* [What the task requires]
Lay out the records as a Markdown table with the columns Row and Content, giving each line a number. Cover only the lines from the start of the records through the line containing "positive clicks: (482, 1105)", both included, and skip blank lines and the pictures.
▬▬▬
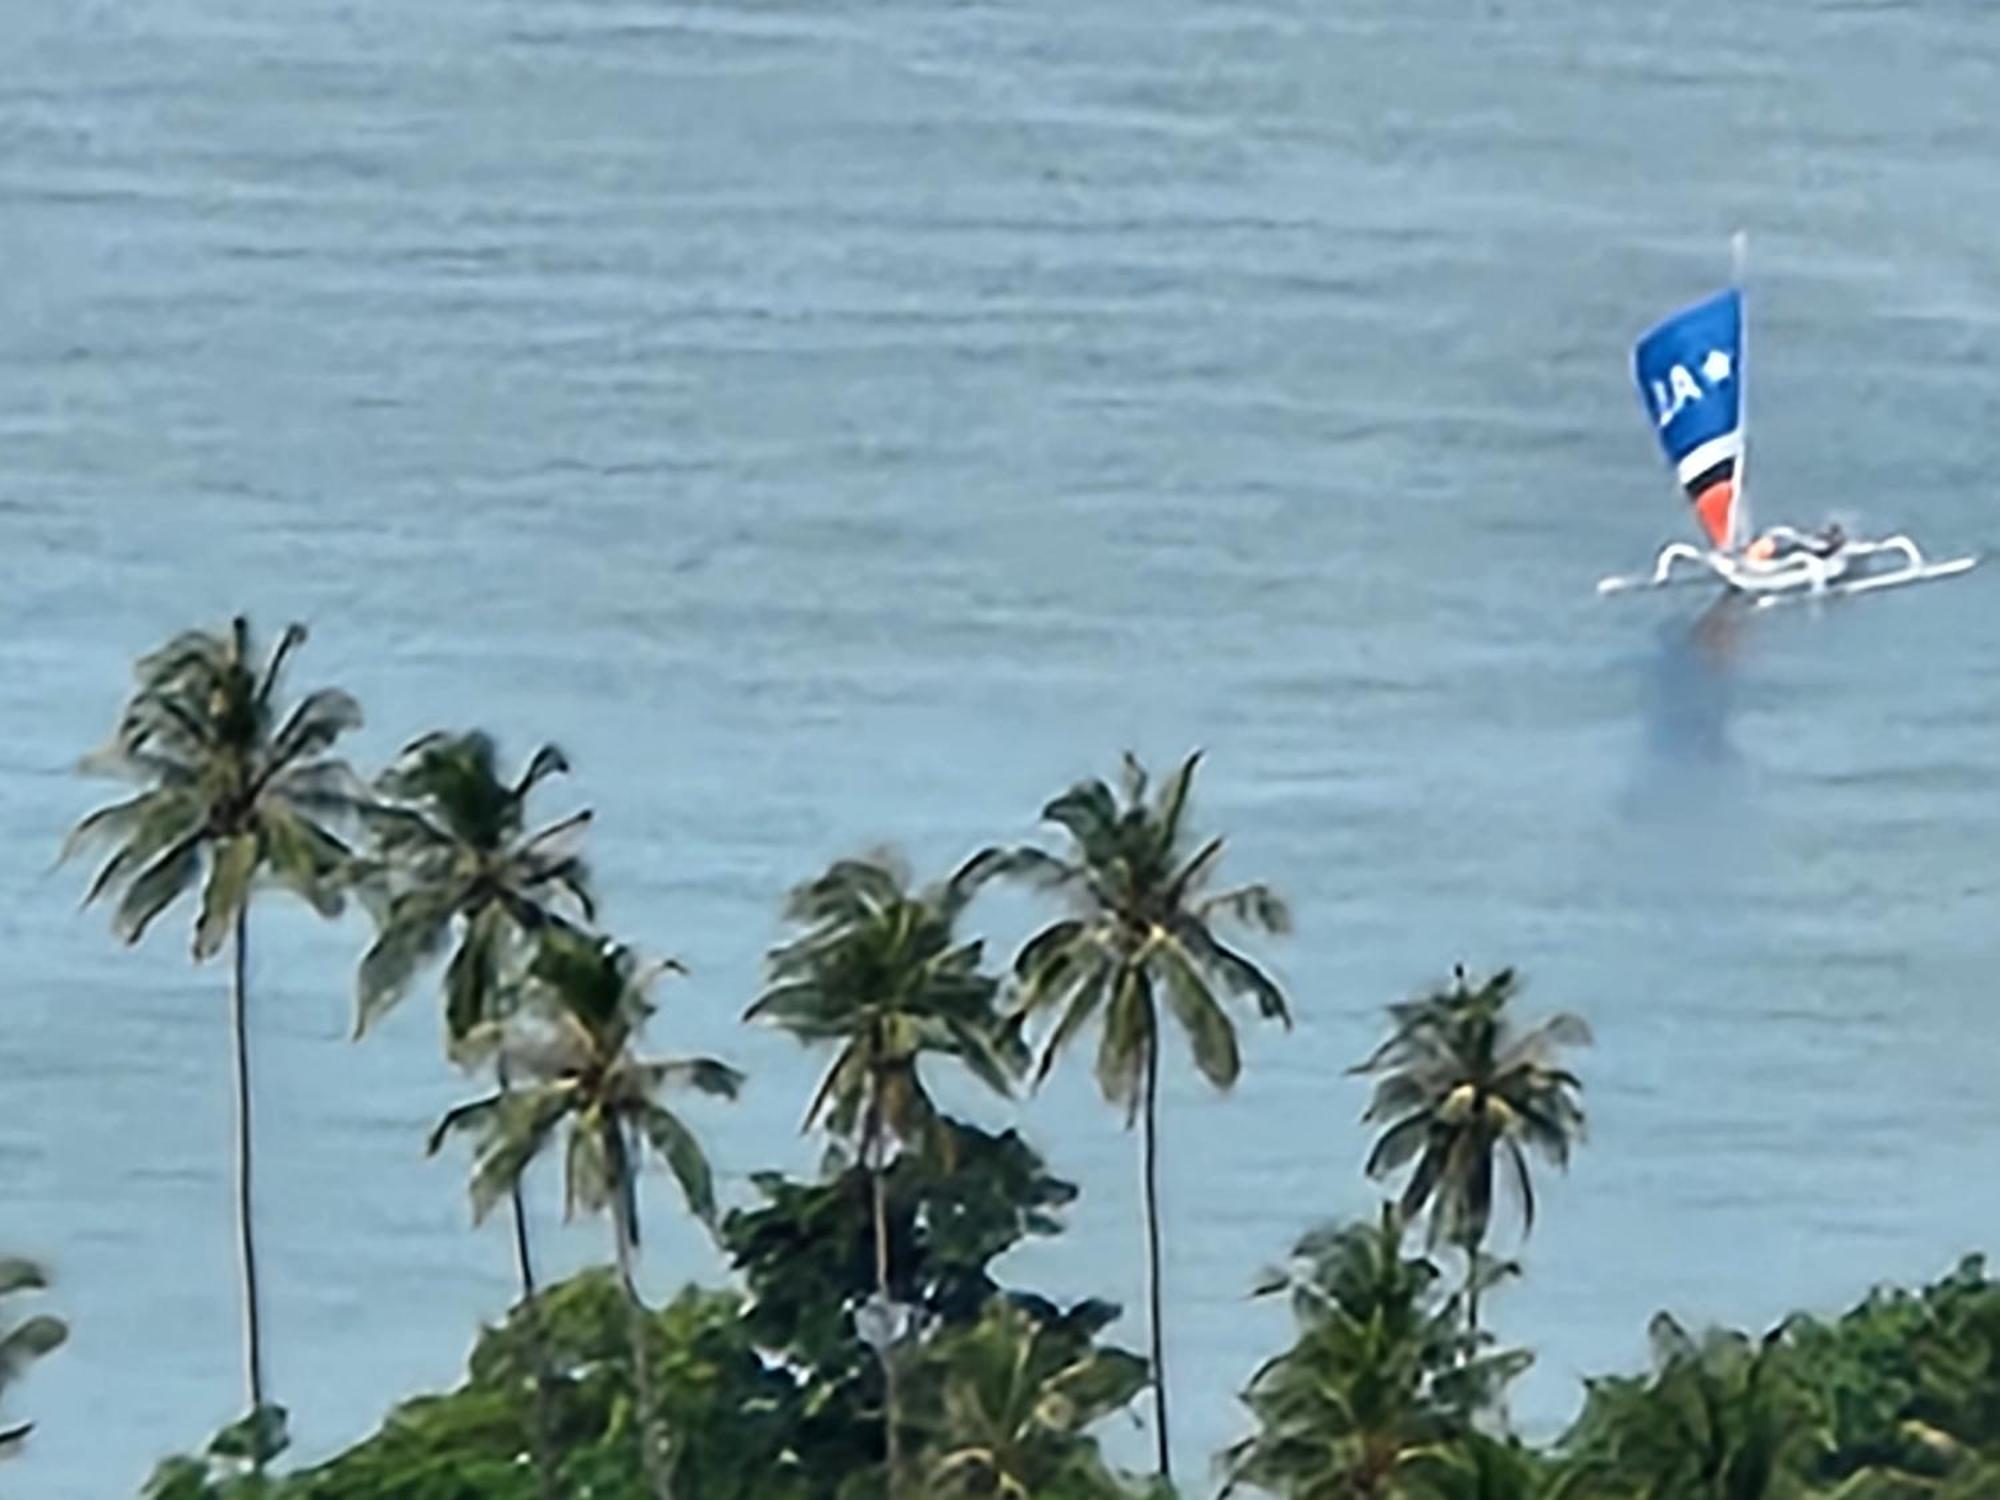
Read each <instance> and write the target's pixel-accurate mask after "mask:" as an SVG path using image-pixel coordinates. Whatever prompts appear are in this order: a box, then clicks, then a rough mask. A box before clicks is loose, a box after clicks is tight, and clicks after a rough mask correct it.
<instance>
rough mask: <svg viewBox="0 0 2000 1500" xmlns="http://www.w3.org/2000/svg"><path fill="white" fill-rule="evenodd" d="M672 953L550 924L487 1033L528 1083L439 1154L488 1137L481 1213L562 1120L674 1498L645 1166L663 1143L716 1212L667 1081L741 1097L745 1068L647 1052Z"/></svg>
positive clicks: (482, 1105) (510, 1093) (693, 1209)
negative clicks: (472, 1136)
mask: <svg viewBox="0 0 2000 1500" xmlns="http://www.w3.org/2000/svg"><path fill="white" fill-rule="evenodd" d="M670 968H678V966H676V964H672V962H666V964H654V966H650V968H644V966H640V962H638V958H636V956H634V954H632V950H630V948H626V946H622V944H616V942H610V940H608V938H592V936H586V934H582V932H574V930H570V928H566V926H548V928H544V930H542V934H540V940H538V944H536V954H534V960H532V962H530V966H528V972H526V976H524V978H522V994H520V996H518V998H514V1000H508V1002H504V1004H502V1014H504V1016H506V1020H502V1022H496V1024H490V1026H488V1028H486V1032H484V1038H482V1040H484V1042H488V1044H490V1046H498V1048H506V1050H508V1054H510V1064H512V1070H514V1074H516V1076H518V1078H524V1082H514V1086H512V1088H496V1090H494V1092H490V1094H486V1096H484V1098H476V1100H472V1102H468V1104H460V1106H456V1108H452V1110H450V1112H446V1116H444V1118H442V1120H440V1122H438V1126H436V1130H432V1134H430V1150H432V1152H436V1150H438V1148H440V1146H442V1144H444V1140H446V1136H450V1134H452V1132H460V1130H462V1132H468V1134H472V1136H474V1140H476V1152H474V1166H472V1214H474V1222H476V1220H480V1218H484V1216H486V1214H488V1212H490V1210H492V1206H494V1204H496V1202H498V1200H500V1198H502V1196H504V1194H506V1192H510V1188H512V1186H514V1184H516V1182H518V1180H520V1176H522V1172H524V1170H526V1168H528V1162H532V1160H534V1158H536V1156H540V1154H542V1148H544V1146H548V1142H550V1138H552V1136H554V1134H556V1132H558V1128H560V1130H562V1132H564V1134H566V1146H564V1216H574V1212H576V1210H578V1208H582V1210H584V1212H586V1214H596V1212H604V1210H610V1220H612V1244H614V1250H616V1258H618V1280H620V1284H622V1286H624V1294H626V1308H628V1312H630V1336H632V1382H634V1394H636V1396H638V1428H640V1434H638V1436H640V1458H642V1464H644V1472H646V1480H648V1486H650V1488H652V1492H654V1496H656V1498H658V1500H668V1474H666V1454H664V1450H662V1442H660V1434H658V1414H656V1408H654V1400H652V1368H650V1364H648V1350H646V1306H644V1302H642V1300H640V1292H638V1280H636V1272H634V1258H636V1254H638V1244H640V1222H638V1168H640V1158H642V1156H644V1152H646V1150H648V1148H650V1150H652V1152H656V1154H658V1156H660V1158H662V1160H664V1162H666V1166H668V1170H670V1172H672V1174H674V1178H676V1180H678V1182H680V1190H682V1196H684V1198H686V1204H688V1210H690V1212H692V1214H694V1216H696V1218H700V1220H702V1222H704V1224H714V1216H716V1190H714V1176H712V1172H710V1168H708V1158H706V1156H704V1154H702V1148H700V1142H696V1138H694V1132H692V1130H688V1126H686V1124H684V1122H682V1118H680V1116H678V1114H674V1110H670V1108H666V1106H664V1104H662V1102H660V1096H662V1092H666V1090H668V1088H696V1090H700V1092H704V1094H716V1096H722V1098H736V1090H738V1088H740V1086H742V1074H738V1072H736V1070H734V1068H730V1066H726V1064H722V1062H716V1060H714V1058H674V1060H658V1058H640V1056H634V1052H632V1044H634V1040H636V1036H638V1030H640V1028H642V1026H644V1022H646V1018H648V1016H650V1014H652V1010H654V1006H652V1000H650V998H648V990H650V986H652V982H654V978H658V976H660V972H664V970H670Z"/></svg>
▬▬▬
* [Exercise output]
| Row | Content |
|---|---|
| 1 | Read each <instance> and write the target's pixel-accurate mask after "mask:" as an SVG path using image-pixel coordinates. Whatever prompts appear are in this order: a box, then clicks, then a rough mask. A box before clicks is loose, a box after clicks is tight, and clicks after a rough mask correct it. |
| 2 | <instance> |
| 3 | rough mask: <svg viewBox="0 0 2000 1500" xmlns="http://www.w3.org/2000/svg"><path fill="white" fill-rule="evenodd" d="M672 953L550 924L487 1033L528 1083L439 1154L488 1137L481 1213L562 1120L674 1498L645 1166L663 1143L716 1212L667 1081L741 1097L745 1068L647 1052Z"/></svg> |
| 4 | positive clicks: (482, 1105) (510, 1093) (693, 1209) |